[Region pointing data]

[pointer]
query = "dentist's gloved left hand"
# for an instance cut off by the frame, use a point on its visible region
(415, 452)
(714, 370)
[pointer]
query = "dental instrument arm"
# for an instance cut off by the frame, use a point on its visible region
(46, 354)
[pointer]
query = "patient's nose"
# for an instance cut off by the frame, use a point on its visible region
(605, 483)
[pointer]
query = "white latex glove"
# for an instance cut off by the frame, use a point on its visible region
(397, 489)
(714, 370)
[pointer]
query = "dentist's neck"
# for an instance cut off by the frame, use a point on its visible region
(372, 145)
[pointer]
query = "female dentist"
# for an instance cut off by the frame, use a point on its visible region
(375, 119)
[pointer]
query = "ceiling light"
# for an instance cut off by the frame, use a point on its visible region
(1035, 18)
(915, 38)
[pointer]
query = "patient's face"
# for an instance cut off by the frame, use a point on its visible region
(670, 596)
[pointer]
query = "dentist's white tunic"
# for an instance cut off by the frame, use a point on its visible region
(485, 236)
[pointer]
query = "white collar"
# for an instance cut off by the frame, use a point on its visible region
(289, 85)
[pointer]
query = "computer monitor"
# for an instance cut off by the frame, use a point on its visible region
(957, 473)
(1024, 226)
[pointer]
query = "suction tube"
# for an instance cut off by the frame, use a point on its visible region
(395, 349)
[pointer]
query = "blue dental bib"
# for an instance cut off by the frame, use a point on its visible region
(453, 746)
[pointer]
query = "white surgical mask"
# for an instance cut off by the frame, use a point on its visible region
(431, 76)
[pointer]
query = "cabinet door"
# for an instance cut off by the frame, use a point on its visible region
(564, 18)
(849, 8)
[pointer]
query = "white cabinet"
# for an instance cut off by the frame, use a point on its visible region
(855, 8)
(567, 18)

The task: Exactly as they stand above, write out all the entries again.

Exercise response:
[pointer]
query = "dentist's gloved left hand"
# for an instance cut off by the frame, use a point on its visible region
(415, 452)
(714, 370)
[pointer]
query = "dental instrument arm"
# for an instance cut off by the frame, use a point on its visible region
(46, 354)
[pointer]
query = "patient's nose"
# for an instance cut off by the frame, use a point on its visible region
(605, 483)
[pointer]
query = "white latex glove"
# for an instance cut off by the frame, use a point on its visible region
(397, 489)
(714, 370)
[pointer]
query = "dentist's neck"
# for an instance cut off by the frame, use a point on its visible region
(372, 145)
[pointer]
query = "female dentist"
# for an instance cut off by the frame, use a point on its visible region
(375, 119)
[pointer]
query = "ceiling light"
# for an instance cut off by the frame, use a point on its visible region
(1035, 18)
(915, 38)
[pointer]
query = "patient's face"
# for an instance cut off by the frame, use a point on its visible region
(670, 596)
[pointer]
query = "dentist's white tunic"
# for an instance cut off by the frame, use a point on its visible region
(485, 236)
[pointer]
query = "white collar"
# for an instance cut off by the frame, use a point on its visible region
(289, 85)
[pointer]
query = "computer monitor"
# for an instance cut off by the frame, use a point on its visible region
(957, 473)
(1024, 226)
[pointer]
query = "suction tube"
# for an instance cut off by the frame, use a point on its visible region
(395, 349)
[pointer]
query = "blue dental bib"
# for an instance cut off by the frame, use a point on its visible region
(453, 746)
[pointer]
query = "white surgical mask"
# for an instance cut off by the frame, use a point on its visible region
(431, 76)
[pointer]
query = "cabinet door"
# for an instance cut off by the frame, use a point on its visible region
(564, 18)
(849, 8)
[pointer]
query = "white cabinet"
# for an instance cut off by the frame, use a point on its visible region
(855, 8)
(567, 18)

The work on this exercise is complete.